Actions to take =
a) Reproduce the DeltaNet text word for word, from "Linear attention mechanisms" up to and including "information before updating.".
b) Pick up the write-up on testing DeltaNet with nonlinear key-value relationships after its final sentence and write the next part.

Text block =
What happens when we test DeltaNet on diverse nonlinear relationships?
Linear attention mechanisms maintain a state matrix $S_t \in \mathbb{R}^{d \times d}$ that evolves recurrently. Three update rules represent the evolution of this paradigm:
| Model | Update Rule | Complexity |
|---|---|---|
| Linear Attention | $S_t = S_{t-1} + v_t k_t^T$ | $O(d^2)$ per step |
| DeltaNet | $S_t = S_{t-1}(I - k_t k_t^T) + v_t k_t^T$ | $O(d^2)$ per step |
| RLS | $S_t = V_t^T K_t (K_t^T K_t)^{-1}$ | $O(td^2 + d^3)$ |
Recent work frames these as online regression: each model tries to minimize $\sum_{i=1}^{t} \|v_i - S_t k_i\|^2$. DeltaNet's advantage comes from the projection term $(I - k_t k_t^T)$, which removes outdated information before updating.
Our question: How do these models perform when the key-value relationship varies? Can DeltaNet handle nonlinear relationships like $v = k^4$ or $v = \sin(10\pi k)$?
Most experiments used 1000-token sequences with 64-dimensional keys, queries, and values—matching standard transformer configurations. For scaling analysis, we tested up to 32,000 tokens. All models operated in single-head mode to isolate the core mechanism behavior.
We generated synthetic key-value pairs with controlled relationships:
Before diving into results, it's important to clarify when normalization happens in practice. In real transformer architectures: input embeddings are projected through learned weight matrices $W_q$, $W_k$, and $W_v$, then normalization is applied before the attention computation. This means normalization operates on $q = \text{norm}(xW_q)$ and similar for keys and values.
This detail matters because the nonlinearity we're testing (like $v = k^2$) happens conceptually before projection, and normalization smooths the results afterward. We tested both scenarios: applying normalization after the nonlinearity (matching real architectures) and skipping it entirely to see the raw effect.

Stored records =
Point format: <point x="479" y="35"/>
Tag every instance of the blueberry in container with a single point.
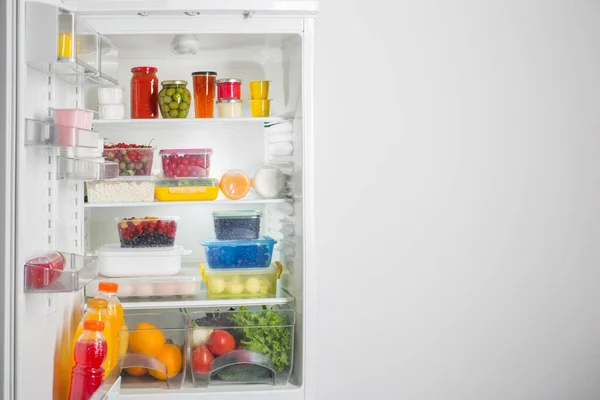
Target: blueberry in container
<point x="237" y="225"/>
<point x="239" y="253"/>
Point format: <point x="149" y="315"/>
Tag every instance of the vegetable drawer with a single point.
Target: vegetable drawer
<point x="244" y="346"/>
<point x="241" y="283"/>
<point x="239" y="253"/>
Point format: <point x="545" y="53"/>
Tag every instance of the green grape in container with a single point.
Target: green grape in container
<point x="174" y="99"/>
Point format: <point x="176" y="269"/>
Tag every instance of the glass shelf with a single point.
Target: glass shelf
<point x="49" y="134"/>
<point x="86" y="169"/>
<point x="44" y="280"/>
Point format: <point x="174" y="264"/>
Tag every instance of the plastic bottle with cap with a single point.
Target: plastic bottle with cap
<point x="97" y="310"/>
<point x="90" y="351"/>
<point x="108" y="292"/>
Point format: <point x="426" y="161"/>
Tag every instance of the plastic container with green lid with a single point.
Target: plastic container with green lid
<point x="237" y="225"/>
<point x="186" y="189"/>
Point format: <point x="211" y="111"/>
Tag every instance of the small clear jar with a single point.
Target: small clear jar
<point x="229" y="108"/>
<point x="174" y="99"/>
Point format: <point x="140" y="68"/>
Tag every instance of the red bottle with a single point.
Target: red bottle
<point x="90" y="352"/>
<point x="144" y="92"/>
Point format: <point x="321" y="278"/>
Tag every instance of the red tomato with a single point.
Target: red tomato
<point x="220" y="342"/>
<point x="202" y="360"/>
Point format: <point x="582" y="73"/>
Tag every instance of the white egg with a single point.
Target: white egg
<point x="235" y="288"/>
<point x="252" y="285"/>
<point x="217" y="285"/>
<point x="144" y="290"/>
<point x="265" y="286"/>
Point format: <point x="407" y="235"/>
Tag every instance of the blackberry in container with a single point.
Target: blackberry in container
<point x="237" y="225"/>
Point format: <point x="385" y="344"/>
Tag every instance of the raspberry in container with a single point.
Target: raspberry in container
<point x="147" y="231"/>
<point x="133" y="159"/>
<point x="185" y="163"/>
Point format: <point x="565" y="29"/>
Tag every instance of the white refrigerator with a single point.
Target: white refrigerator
<point x="46" y="181"/>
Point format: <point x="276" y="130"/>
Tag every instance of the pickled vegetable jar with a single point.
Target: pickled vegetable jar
<point x="204" y="93"/>
<point x="174" y="99"/>
<point x="144" y="92"/>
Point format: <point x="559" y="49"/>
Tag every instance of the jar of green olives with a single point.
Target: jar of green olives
<point x="174" y="99"/>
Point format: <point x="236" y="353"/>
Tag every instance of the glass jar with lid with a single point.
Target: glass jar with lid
<point x="174" y="99"/>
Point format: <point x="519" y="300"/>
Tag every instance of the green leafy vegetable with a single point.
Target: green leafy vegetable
<point x="268" y="333"/>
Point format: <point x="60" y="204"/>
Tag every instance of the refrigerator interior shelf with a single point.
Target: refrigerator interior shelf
<point x="49" y="134"/>
<point x="86" y="169"/>
<point x="44" y="280"/>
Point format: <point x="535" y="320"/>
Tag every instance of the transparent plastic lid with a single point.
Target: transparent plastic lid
<point x="261" y="241"/>
<point x="237" y="214"/>
<point x="187" y="182"/>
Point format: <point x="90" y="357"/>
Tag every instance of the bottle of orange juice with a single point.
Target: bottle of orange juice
<point x="97" y="310"/>
<point x="108" y="292"/>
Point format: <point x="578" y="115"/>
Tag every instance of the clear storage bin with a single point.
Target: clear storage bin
<point x="239" y="253"/>
<point x="154" y="350"/>
<point x="241" y="283"/>
<point x="136" y="189"/>
<point x="147" y="232"/>
<point x="237" y="225"/>
<point x="186" y="283"/>
<point x="263" y="346"/>
<point x="185" y="163"/>
<point x="187" y="189"/>
<point x="115" y="262"/>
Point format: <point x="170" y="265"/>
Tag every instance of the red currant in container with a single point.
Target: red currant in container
<point x="43" y="269"/>
<point x="185" y="163"/>
<point x="144" y="92"/>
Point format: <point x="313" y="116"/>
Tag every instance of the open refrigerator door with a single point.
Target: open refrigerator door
<point x="168" y="149"/>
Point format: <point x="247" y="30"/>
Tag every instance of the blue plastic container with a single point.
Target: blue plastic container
<point x="239" y="253"/>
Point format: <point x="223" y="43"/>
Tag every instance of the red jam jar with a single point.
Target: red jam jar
<point x="229" y="89"/>
<point x="144" y="92"/>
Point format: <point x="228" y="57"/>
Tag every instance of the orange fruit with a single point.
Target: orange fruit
<point x="235" y="184"/>
<point x="136" y="371"/>
<point x="171" y="357"/>
<point x="146" y="339"/>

Responses to the tasks =
a)
Linear attention mechanisms maintain a state matrix $S_t \in \mathbb{R}^{d \times d}$ that evolves recurrently. Three update rules represent the evolution of this paradigm:
| Model | Update Rule | Complexity |
|---|---|---|
| Linear Attention | $S_t = S_{t-1} + v_t k_t^T$ | $O(d^2)$ per step |
| DeltaNet | $S_t = S_{t-1}(I - k_t k_t^T) + v_t k_t^T$ | $O(d^2)$ per step |
| RLS | $S_t = V_t^T K_t (K_t^T K_t)^{-1}$ | $O(td^2 + d^3)$ |
Recent work frames these as online regression: each model tries to minimize $\sum_{i=1}^{t} \|v_i - S_t k_i\|^2$. DeltaNet's advantage comes from the projection term $(I - k_t k_t^T)$, which removes outdated information before updating.

b)
We first tested all relationships under standard normalized conditions. The results were strikingly uniform.
With normalization enabled, DeltaNet achieves MSE between 0.028 and 0.030 across every relationship we tested. No systematic degradation appears as mathematical nonlinearity increases. This was unexpected. Standard intuition suggests that $k^4$ or $e^k$ should challenge linear approximation more than simple identity, but the measurements show otherwise.
The explanation lies in what normalization removes. By forcing all value vectors to unit length ($\|v\| = 1$), normalization strips away magnitude information and leaves only directional relationships. Whether values come from $k^2$ or $e^k$, after normalization they're all unit vectors positioned at various angles from the keys. The state matrix learns this angular mapping, which proves remarkably consistent across different generating functions.
This uniformity has practical benefits for training stability, but it also means we lose information about the original relationship structure. To understand what normalization hides, we needed to test without it.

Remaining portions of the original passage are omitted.